Study text

The water usage question is particularly acute. Meta's 2025 environmental report showed water usage rising 51% from 3,726 megaliters in 2020 to 5,637 megaliters in 2024, enough water to supply more than 13,000 homes for a year. Yet the reporting varies significantly across companies. Meta reports data for sites it owns but not for leased or under-construction facilities. Google reports for owned and leased sites but not third-party operations. Microsoft reports total water usage but not by site. Amazon provides data on water usage per unit of power rather than total consumption.
Steps to Improve Data Center Transparency and Community Engagement
- Site-Level Disclosure: Companies should report water consumption and energy usage at individual data center locations, not just company-wide totals, allowing investors and communities to assess operational risks and local environmental impact.

Recorded information
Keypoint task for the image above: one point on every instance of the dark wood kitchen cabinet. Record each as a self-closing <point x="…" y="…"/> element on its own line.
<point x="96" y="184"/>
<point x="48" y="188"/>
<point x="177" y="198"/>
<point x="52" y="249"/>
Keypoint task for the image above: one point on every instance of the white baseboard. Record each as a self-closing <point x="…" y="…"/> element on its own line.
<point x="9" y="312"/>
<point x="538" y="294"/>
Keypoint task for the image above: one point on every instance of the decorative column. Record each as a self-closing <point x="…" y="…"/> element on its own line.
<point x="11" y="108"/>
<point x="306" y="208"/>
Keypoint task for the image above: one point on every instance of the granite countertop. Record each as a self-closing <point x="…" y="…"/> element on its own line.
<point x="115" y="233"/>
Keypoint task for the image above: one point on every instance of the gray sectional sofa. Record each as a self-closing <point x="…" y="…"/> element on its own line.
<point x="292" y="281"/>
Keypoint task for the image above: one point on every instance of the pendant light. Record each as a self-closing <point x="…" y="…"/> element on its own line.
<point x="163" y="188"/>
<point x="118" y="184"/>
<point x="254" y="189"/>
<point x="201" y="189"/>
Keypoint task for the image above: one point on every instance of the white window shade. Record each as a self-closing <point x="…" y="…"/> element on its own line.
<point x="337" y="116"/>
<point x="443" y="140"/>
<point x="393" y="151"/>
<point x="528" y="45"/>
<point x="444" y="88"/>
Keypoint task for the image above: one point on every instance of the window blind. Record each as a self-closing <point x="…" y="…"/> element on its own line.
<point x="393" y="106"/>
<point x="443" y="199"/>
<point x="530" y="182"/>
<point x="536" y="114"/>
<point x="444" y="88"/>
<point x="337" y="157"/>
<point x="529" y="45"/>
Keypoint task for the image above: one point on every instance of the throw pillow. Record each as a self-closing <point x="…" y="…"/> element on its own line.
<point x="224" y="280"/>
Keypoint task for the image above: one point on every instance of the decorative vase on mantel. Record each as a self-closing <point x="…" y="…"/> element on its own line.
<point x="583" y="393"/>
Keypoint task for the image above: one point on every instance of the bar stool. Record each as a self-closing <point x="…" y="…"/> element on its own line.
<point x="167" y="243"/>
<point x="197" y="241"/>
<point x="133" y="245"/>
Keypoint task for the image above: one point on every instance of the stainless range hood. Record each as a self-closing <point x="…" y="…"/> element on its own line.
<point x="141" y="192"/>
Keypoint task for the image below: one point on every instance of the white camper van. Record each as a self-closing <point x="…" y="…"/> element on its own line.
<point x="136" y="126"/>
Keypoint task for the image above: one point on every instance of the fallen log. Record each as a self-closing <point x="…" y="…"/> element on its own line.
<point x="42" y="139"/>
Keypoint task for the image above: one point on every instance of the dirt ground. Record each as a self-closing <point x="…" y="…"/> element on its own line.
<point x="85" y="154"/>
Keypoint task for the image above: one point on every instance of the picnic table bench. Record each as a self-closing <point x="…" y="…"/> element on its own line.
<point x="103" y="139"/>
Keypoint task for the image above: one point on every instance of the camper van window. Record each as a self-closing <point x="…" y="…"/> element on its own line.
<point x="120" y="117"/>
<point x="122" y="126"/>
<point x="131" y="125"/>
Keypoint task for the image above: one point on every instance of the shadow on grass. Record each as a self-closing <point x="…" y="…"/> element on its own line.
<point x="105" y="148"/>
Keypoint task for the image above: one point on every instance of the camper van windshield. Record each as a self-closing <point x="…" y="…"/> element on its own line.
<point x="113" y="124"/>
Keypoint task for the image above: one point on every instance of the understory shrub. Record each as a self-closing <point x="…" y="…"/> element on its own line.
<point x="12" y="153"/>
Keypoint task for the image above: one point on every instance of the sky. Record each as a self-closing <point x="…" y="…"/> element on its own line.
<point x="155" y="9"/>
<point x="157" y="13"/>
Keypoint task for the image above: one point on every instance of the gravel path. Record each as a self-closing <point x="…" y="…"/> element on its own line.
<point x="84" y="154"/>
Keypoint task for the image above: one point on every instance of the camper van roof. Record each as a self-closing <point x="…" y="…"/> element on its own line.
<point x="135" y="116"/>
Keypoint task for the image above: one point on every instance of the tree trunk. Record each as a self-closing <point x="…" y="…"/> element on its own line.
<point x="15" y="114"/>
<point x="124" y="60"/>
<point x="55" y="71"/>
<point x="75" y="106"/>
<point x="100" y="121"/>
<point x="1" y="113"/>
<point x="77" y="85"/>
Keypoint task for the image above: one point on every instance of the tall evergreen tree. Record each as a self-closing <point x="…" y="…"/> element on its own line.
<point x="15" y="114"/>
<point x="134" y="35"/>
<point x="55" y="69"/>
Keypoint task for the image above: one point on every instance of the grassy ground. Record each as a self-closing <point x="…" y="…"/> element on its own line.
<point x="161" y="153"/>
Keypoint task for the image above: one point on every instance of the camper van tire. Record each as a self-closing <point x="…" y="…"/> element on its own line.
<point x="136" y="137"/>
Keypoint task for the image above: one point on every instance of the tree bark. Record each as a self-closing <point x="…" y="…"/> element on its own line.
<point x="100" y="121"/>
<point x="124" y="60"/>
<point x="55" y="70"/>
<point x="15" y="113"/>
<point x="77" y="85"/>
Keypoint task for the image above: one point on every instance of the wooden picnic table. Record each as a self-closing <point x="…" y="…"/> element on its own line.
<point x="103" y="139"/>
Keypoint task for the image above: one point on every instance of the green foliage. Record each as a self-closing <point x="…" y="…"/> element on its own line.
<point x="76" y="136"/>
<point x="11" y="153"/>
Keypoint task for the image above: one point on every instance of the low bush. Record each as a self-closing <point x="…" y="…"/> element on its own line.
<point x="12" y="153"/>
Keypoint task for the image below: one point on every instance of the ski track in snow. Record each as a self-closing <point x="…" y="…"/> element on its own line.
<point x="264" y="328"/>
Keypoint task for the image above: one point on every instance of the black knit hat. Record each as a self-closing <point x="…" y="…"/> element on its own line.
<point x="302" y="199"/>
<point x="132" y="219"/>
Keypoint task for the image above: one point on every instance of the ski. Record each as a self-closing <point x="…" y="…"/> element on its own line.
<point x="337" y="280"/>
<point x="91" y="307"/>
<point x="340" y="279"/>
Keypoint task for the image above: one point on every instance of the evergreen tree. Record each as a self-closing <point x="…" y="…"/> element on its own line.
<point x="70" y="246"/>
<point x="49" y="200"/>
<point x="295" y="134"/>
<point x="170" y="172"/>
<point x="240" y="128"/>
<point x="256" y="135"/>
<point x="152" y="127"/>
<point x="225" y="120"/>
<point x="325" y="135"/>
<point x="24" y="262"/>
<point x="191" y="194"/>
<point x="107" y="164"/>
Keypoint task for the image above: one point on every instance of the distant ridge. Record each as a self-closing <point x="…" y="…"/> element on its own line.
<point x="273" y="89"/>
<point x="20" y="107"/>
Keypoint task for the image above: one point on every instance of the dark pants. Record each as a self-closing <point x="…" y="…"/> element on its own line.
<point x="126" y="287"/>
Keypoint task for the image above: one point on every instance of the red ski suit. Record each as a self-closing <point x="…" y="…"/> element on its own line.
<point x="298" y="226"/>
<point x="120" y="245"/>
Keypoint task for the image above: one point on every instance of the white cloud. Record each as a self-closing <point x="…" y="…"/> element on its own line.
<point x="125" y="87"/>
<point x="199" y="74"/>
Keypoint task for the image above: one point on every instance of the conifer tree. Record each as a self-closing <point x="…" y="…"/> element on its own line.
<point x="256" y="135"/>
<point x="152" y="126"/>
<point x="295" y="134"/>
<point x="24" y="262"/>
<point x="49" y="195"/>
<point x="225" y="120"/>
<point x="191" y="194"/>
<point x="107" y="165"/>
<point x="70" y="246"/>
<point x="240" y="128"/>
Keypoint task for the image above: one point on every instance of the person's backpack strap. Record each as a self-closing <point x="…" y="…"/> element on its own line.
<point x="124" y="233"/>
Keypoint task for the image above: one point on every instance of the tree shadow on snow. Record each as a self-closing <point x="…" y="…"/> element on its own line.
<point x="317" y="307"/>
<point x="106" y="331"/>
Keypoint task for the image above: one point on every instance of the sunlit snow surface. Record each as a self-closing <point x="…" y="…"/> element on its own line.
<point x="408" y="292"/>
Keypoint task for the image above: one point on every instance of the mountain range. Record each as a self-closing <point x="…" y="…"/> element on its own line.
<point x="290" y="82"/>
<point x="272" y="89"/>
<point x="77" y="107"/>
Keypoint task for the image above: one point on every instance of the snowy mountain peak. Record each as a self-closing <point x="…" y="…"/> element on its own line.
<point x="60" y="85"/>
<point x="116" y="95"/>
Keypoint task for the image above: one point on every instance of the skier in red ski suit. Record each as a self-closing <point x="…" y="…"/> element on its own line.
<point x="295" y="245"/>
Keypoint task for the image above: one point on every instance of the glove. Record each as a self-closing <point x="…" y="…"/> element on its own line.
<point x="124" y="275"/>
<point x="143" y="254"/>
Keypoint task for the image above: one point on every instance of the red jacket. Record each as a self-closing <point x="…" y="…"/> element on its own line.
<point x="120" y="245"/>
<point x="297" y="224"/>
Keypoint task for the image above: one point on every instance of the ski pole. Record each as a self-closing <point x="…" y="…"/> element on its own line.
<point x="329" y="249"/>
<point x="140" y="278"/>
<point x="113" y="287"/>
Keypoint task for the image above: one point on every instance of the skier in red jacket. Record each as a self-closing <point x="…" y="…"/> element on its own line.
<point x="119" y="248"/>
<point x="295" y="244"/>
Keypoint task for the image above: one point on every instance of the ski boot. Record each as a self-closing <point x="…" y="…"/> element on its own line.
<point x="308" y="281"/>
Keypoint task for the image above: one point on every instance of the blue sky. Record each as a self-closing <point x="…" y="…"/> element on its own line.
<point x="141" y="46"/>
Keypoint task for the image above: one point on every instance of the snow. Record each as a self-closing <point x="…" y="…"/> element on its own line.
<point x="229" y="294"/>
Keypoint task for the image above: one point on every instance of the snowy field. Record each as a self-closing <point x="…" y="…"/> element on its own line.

Exercise instructions
Continue the data center transparency text from where it stops, with the next step in its list.

Exercise answer
- Water Replenishment Plans: Data center operators should disclose specific efforts to replenish water supplies in regions where facilities operate, demonstrating commitment to long-term water sustainability.
- Community Engagement Protocols: Operators should be upfront with local residents about energy and water use projections, helping communities understand that projects will not stress local resources or increase utility rates for existing residents.
Jason Qi, lead technology analyst at Calvert Research and Management, emphasized the importance of local accountability: "We haven't seen them disclosing enough about their water consumption and the impact on the local community". Dan Diorio, vice-president of the Data Center Coalition, a lobby group whose members include the Big Four tech firms, noted that "being upfront with them regarding energy and water use, and so that residents can understand that this project will not stress their resources and will protect them as rate payers is crucial".
Why Are Crypto Miners Moving Into AI Infrastructure?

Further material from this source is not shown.